[Items from a dataset]
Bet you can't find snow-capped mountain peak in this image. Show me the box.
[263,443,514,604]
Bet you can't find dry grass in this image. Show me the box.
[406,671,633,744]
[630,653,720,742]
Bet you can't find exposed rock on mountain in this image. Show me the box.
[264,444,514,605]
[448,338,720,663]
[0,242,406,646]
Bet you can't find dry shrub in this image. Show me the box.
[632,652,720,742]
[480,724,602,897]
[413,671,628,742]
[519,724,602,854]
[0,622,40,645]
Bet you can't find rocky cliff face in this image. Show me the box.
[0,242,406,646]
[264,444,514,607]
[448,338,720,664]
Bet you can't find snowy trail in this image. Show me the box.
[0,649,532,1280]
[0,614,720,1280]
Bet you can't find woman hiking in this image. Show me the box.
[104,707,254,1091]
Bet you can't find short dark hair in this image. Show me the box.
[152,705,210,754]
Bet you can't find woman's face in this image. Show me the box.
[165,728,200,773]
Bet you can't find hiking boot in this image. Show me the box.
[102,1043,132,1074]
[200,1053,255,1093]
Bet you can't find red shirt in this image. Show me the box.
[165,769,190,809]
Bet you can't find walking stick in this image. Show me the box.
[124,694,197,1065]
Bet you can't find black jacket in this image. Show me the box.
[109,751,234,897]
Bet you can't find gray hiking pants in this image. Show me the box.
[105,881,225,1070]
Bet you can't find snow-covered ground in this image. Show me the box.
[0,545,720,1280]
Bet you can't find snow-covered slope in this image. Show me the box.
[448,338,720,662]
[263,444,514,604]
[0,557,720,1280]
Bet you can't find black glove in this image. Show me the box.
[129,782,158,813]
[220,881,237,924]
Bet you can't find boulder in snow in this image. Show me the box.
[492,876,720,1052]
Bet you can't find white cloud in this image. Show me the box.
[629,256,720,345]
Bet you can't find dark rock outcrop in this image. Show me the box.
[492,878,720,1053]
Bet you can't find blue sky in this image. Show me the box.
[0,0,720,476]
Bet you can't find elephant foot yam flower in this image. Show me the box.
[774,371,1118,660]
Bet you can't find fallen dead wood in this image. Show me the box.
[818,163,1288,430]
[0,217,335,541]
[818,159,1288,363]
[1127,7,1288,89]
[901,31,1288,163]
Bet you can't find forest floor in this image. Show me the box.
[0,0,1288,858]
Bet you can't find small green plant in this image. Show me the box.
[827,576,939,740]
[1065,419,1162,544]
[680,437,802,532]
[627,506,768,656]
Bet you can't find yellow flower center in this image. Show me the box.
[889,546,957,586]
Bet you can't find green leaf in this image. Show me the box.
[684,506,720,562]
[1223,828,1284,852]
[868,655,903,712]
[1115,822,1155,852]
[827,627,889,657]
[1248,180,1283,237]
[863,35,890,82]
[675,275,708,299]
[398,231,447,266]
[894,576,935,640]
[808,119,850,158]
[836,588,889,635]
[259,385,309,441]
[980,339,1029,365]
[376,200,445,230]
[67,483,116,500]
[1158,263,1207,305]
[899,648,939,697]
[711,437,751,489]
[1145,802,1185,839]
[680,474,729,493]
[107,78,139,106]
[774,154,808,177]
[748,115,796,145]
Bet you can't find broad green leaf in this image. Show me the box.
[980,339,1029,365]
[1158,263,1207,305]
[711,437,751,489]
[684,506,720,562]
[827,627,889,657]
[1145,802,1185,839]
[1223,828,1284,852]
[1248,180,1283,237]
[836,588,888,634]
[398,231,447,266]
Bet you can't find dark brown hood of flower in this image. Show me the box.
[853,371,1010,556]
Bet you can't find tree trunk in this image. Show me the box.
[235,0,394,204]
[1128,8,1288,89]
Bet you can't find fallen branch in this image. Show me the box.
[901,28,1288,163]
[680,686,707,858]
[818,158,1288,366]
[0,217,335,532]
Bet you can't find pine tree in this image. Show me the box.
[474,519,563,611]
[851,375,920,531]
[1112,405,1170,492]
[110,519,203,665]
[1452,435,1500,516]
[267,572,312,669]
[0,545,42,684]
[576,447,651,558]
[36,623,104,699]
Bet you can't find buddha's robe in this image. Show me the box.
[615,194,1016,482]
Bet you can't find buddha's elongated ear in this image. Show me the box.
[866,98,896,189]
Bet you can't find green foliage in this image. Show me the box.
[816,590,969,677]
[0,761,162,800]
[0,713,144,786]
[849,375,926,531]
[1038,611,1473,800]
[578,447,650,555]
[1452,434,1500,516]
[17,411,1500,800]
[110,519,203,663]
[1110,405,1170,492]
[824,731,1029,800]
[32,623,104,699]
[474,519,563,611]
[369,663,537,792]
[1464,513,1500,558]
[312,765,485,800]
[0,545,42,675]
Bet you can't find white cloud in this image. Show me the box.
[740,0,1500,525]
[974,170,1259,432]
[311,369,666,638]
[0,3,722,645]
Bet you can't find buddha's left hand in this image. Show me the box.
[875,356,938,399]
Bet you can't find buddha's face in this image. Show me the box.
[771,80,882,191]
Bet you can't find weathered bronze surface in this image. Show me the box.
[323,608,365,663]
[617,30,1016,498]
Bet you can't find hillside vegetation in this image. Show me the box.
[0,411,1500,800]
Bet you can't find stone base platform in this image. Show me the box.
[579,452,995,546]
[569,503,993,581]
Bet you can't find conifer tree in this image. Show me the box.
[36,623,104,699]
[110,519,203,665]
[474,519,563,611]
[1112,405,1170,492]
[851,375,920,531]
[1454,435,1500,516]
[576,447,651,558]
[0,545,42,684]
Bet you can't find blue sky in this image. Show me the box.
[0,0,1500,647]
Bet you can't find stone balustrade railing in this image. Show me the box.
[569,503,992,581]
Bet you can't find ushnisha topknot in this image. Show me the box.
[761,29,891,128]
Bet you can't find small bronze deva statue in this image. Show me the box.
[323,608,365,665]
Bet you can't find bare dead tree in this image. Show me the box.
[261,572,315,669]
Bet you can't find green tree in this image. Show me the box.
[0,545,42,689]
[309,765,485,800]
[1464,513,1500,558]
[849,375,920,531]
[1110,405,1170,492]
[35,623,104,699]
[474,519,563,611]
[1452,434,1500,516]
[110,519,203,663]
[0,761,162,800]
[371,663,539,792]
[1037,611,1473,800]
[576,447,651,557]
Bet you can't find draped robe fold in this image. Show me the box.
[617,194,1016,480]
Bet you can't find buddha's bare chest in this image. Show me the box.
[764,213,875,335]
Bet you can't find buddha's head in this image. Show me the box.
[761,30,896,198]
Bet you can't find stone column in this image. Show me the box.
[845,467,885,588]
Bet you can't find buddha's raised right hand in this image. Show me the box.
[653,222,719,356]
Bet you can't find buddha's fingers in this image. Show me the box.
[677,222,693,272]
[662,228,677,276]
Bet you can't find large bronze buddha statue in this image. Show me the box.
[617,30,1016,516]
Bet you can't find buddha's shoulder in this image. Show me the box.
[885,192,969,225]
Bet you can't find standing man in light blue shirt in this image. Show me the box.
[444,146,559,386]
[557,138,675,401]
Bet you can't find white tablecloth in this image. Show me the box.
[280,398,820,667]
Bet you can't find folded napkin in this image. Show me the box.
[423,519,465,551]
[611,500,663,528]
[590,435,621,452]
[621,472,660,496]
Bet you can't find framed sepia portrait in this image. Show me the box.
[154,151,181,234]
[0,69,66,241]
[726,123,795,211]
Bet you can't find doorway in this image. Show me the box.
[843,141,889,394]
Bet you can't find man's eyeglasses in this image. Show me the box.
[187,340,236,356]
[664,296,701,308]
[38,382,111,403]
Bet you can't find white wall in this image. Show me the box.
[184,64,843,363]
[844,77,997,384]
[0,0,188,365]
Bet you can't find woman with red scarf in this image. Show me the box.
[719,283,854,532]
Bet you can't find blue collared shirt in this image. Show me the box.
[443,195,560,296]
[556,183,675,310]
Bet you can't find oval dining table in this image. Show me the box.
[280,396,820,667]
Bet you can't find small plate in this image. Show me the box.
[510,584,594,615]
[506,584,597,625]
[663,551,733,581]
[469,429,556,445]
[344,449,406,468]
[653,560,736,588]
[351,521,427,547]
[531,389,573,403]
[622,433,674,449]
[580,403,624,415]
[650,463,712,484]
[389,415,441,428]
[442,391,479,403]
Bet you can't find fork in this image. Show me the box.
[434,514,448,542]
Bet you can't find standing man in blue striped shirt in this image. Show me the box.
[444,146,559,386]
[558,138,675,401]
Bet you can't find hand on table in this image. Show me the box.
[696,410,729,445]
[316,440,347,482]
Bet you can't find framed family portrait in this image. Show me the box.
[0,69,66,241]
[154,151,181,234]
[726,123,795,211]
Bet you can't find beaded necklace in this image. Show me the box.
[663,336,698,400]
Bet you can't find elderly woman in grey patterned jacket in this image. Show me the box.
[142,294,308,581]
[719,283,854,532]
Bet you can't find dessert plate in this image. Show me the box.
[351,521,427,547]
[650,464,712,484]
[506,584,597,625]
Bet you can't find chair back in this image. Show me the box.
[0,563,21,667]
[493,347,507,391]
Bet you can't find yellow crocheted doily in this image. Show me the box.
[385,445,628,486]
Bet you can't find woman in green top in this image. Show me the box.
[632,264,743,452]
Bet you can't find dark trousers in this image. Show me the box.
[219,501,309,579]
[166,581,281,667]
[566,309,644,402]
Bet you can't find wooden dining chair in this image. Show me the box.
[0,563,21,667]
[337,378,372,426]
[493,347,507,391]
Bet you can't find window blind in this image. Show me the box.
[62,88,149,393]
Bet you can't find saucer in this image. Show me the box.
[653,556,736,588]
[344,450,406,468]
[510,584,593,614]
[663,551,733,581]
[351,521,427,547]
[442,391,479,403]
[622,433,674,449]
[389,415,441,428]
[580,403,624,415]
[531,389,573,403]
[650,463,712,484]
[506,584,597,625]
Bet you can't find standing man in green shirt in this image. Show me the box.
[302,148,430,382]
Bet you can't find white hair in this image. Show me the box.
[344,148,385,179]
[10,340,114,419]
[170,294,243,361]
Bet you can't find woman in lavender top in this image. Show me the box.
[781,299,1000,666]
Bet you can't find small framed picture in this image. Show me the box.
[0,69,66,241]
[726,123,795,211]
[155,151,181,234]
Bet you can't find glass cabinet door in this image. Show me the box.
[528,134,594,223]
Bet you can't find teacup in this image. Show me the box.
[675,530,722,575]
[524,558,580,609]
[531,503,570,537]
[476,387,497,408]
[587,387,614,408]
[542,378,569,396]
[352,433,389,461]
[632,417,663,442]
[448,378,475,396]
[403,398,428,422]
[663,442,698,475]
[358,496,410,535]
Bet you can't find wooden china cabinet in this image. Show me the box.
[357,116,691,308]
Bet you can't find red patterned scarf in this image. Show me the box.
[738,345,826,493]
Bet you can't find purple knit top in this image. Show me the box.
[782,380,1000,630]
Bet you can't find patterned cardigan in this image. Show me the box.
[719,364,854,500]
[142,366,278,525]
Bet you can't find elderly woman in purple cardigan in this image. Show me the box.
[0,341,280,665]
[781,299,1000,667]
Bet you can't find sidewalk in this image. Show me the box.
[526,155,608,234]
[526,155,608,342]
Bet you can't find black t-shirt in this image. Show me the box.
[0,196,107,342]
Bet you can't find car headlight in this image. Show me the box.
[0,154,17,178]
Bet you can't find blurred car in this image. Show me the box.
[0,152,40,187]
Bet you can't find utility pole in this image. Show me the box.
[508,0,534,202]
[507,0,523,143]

# [WORK TO DO]
Please count the lines in the records above that contain the string "patterned", with case counting, and give only that number.

# [SOLUTION]
3